--- START ---

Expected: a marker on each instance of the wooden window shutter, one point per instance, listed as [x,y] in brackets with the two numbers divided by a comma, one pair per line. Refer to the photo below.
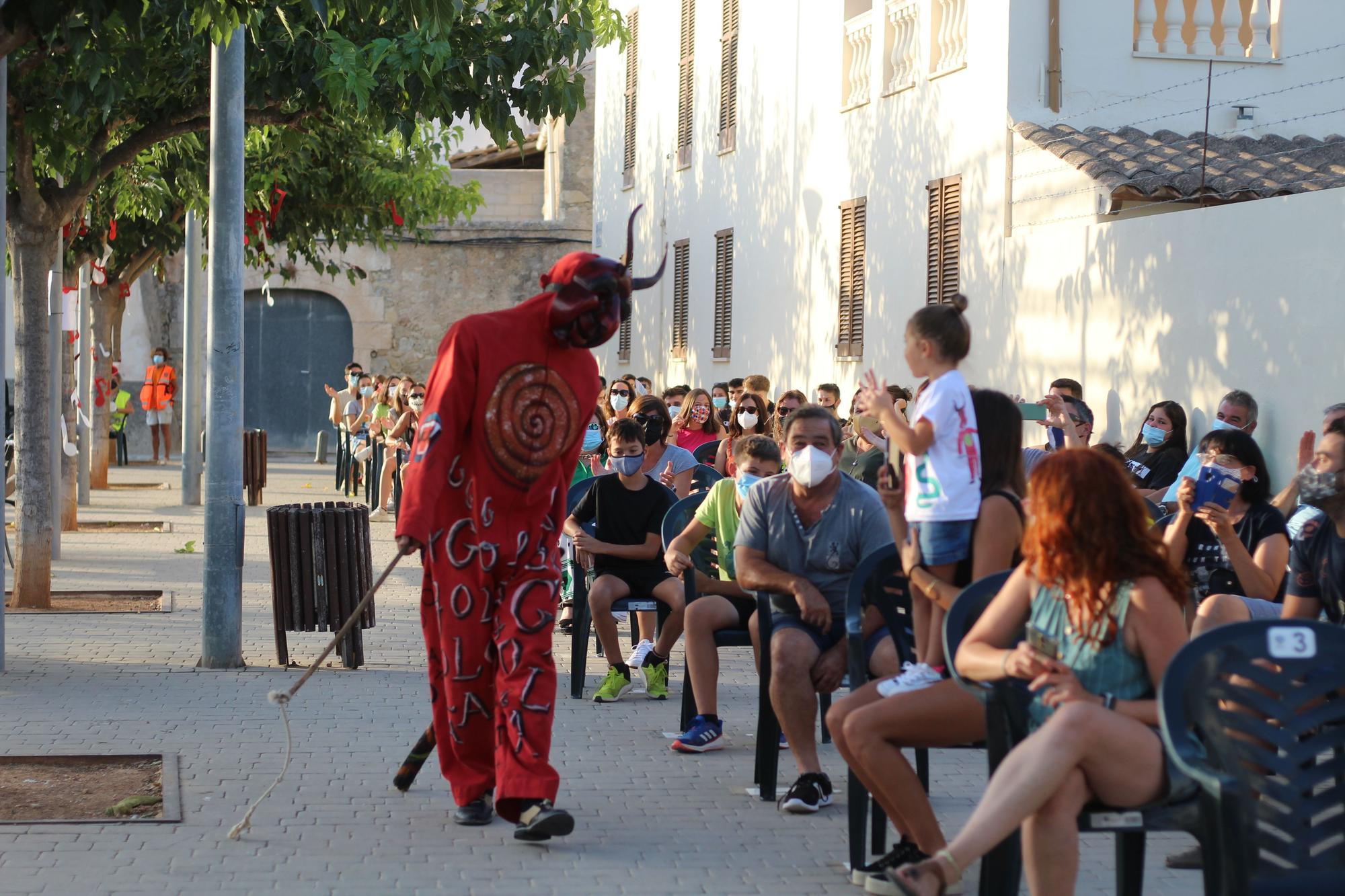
[730,77]
[687,81]
[723,292]
[851,307]
[633,67]
[945,243]
[681,288]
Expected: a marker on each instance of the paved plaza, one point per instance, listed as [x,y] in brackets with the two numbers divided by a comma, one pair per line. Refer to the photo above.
[650,821]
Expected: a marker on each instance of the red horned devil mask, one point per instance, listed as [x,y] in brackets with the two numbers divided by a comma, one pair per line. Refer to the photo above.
[594,294]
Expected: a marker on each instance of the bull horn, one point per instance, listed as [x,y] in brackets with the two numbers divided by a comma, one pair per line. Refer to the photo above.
[630,239]
[645,283]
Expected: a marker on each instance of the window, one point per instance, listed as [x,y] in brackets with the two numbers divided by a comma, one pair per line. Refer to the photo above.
[723,292]
[851,307]
[945,244]
[633,65]
[681,264]
[730,77]
[685,84]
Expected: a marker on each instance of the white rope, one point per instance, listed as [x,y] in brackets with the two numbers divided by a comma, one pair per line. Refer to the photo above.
[280,698]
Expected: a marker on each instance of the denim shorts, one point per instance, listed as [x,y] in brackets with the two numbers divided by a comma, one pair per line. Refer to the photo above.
[945,542]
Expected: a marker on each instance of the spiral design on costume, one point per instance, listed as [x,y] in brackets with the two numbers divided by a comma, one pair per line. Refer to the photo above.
[531,420]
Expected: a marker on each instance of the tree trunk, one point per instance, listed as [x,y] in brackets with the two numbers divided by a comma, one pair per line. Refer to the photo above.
[69,466]
[33,251]
[104,307]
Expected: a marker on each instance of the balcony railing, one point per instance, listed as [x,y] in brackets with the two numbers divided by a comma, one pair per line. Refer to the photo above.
[857,58]
[903,36]
[1207,30]
[949,41]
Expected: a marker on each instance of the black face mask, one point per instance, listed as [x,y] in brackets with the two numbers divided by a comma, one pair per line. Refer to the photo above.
[653,430]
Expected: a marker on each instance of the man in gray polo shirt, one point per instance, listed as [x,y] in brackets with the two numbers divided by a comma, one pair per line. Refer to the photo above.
[800,537]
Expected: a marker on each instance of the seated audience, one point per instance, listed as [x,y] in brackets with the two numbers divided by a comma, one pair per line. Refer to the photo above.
[1234,555]
[800,538]
[1237,411]
[627,510]
[870,728]
[722,603]
[1097,583]
[750,419]
[1157,452]
[697,421]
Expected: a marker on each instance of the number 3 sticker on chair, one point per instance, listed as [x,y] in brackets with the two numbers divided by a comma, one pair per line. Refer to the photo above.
[1292,642]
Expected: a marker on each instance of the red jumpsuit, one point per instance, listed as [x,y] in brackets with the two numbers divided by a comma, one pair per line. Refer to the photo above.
[494,452]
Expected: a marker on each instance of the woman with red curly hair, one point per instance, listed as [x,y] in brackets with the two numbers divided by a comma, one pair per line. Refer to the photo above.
[1098,585]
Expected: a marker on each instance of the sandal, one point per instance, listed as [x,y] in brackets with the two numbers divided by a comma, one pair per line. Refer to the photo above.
[910,876]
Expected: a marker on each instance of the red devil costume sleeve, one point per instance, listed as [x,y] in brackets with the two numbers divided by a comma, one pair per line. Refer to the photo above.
[509,399]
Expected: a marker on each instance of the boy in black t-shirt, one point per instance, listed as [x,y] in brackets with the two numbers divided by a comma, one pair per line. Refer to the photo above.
[627,557]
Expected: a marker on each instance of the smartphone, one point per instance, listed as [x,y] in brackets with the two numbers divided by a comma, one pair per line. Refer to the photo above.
[1217,486]
[1043,643]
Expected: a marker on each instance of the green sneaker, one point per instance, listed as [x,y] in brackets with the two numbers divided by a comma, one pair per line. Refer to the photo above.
[614,686]
[657,680]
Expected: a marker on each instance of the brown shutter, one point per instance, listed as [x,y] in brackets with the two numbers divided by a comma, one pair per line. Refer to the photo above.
[687,81]
[730,77]
[681,283]
[944,249]
[633,67]
[851,307]
[723,292]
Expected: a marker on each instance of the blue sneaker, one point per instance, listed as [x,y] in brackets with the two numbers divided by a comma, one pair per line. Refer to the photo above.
[703,736]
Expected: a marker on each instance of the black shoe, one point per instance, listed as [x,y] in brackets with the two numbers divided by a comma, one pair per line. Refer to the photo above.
[543,821]
[477,813]
[809,794]
[903,853]
[1188,858]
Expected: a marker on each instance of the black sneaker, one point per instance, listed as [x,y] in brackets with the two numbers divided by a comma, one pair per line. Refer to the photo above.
[1191,858]
[543,821]
[903,853]
[477,813]
[809,794]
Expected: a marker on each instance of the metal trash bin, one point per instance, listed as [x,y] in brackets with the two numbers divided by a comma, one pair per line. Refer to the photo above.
[319,571]
[255,464]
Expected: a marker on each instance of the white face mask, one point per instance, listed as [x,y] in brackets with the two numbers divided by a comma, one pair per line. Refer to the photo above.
[812,466]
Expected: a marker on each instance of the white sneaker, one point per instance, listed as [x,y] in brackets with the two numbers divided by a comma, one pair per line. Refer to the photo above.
[640,653]
[914,677]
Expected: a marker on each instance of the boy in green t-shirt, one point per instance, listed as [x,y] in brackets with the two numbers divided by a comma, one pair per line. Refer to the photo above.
[722,604]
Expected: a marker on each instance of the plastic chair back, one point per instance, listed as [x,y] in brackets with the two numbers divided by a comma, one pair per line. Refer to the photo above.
[1256,713]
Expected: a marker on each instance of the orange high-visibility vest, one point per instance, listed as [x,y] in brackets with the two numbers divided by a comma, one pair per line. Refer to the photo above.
[161,385]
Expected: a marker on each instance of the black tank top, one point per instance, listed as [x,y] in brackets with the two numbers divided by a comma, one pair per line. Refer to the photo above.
[962,576]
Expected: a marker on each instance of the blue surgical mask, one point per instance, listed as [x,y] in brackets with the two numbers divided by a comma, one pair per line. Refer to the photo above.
[746,482]
[1153,435]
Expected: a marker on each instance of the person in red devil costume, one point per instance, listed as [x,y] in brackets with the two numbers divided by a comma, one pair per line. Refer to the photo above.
[509,399]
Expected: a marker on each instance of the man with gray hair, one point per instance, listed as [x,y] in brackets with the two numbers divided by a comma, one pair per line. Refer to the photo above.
[1237,411]
[800,538]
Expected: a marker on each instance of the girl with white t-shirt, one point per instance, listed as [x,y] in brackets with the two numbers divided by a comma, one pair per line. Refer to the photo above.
[942,469]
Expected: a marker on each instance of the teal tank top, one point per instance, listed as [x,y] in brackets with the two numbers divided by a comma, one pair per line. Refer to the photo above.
[1110,669]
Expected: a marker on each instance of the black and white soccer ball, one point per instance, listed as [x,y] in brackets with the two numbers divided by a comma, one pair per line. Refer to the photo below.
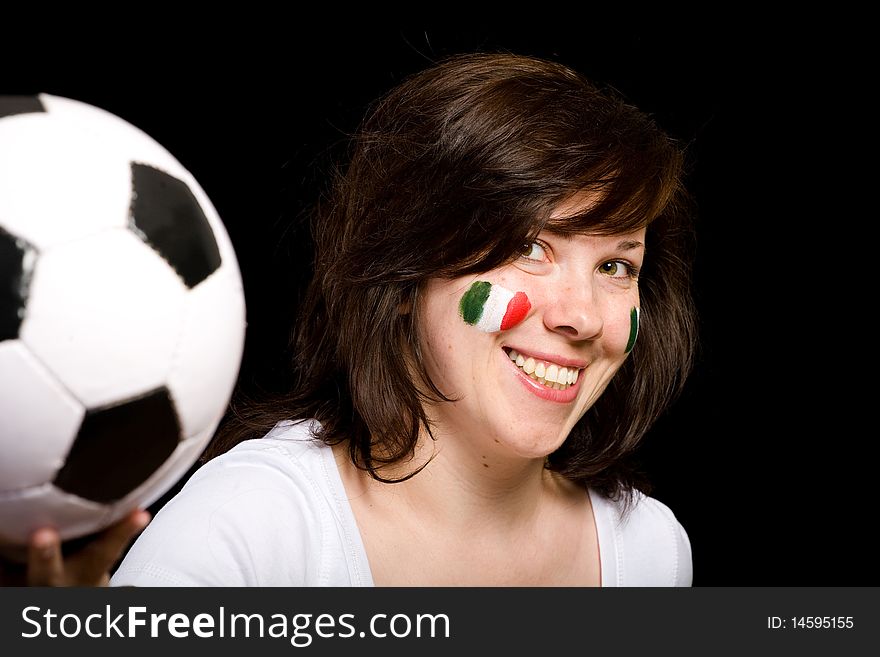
[122,318]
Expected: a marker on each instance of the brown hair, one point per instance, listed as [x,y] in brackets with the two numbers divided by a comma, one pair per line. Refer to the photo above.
[450,174]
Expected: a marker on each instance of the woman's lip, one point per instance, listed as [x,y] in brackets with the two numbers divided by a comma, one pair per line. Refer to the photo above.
[552,358]
[540,390]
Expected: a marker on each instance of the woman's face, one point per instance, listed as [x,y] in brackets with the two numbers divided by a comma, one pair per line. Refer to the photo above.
[582,291]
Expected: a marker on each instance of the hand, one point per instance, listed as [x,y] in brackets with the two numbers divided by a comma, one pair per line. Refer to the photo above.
[88,566]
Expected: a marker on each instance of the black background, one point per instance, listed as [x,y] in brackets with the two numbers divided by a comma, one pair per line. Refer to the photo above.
[767,459]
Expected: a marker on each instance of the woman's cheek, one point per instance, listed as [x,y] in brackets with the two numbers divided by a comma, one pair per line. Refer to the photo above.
[491,307]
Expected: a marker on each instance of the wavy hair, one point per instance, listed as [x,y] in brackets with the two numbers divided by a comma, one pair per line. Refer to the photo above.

--- END ---

INSTRUCTIONS TO FOLLOW = Copy exactly the line that contains "Expected: a marker on each instance of the woman's lip, one" and every line after it through the end of the entries, with nothing added.

REPLY =
Expected: a marker on each instance of the woman's lip, one point per instance, listed as [x,y] in brackets with the two numbers divided by a comma, one pair per line. Refer to the photo above.
[552,358]
[540,390]
Expected: a marker on each instance of the woman's face, one point per instance, listed as [x,y] in brackets with the two numbers divided by a comma, one pair per line. Refer to the photo above.
[582,291]
Expected: a marker on each instance of the hand, one point per instance, listed as [x,y] in brackets with the two numbers divided by a comma, one pair per line. Refer to the photo above.
[88,566]
Expected: a marker on each instance of the black background, one point per instance, listed as [x,y] in brackets with the two numbers divided by a comma, one pair per line. Refer to the photo above.
[767,459]
Expected: a marker on each instance of the woman's cheek, one point per instance, listed as [x,y] in brackets with the two numbers divided by a comma, one pair per line. Refer to the photo above.
[491,307]
Expected: a marker on each instance of the wavy hair, one point per instance, listed as [x,y] in brackets with the two numbers divided by a comma, one pair per line. Refer to the photo above.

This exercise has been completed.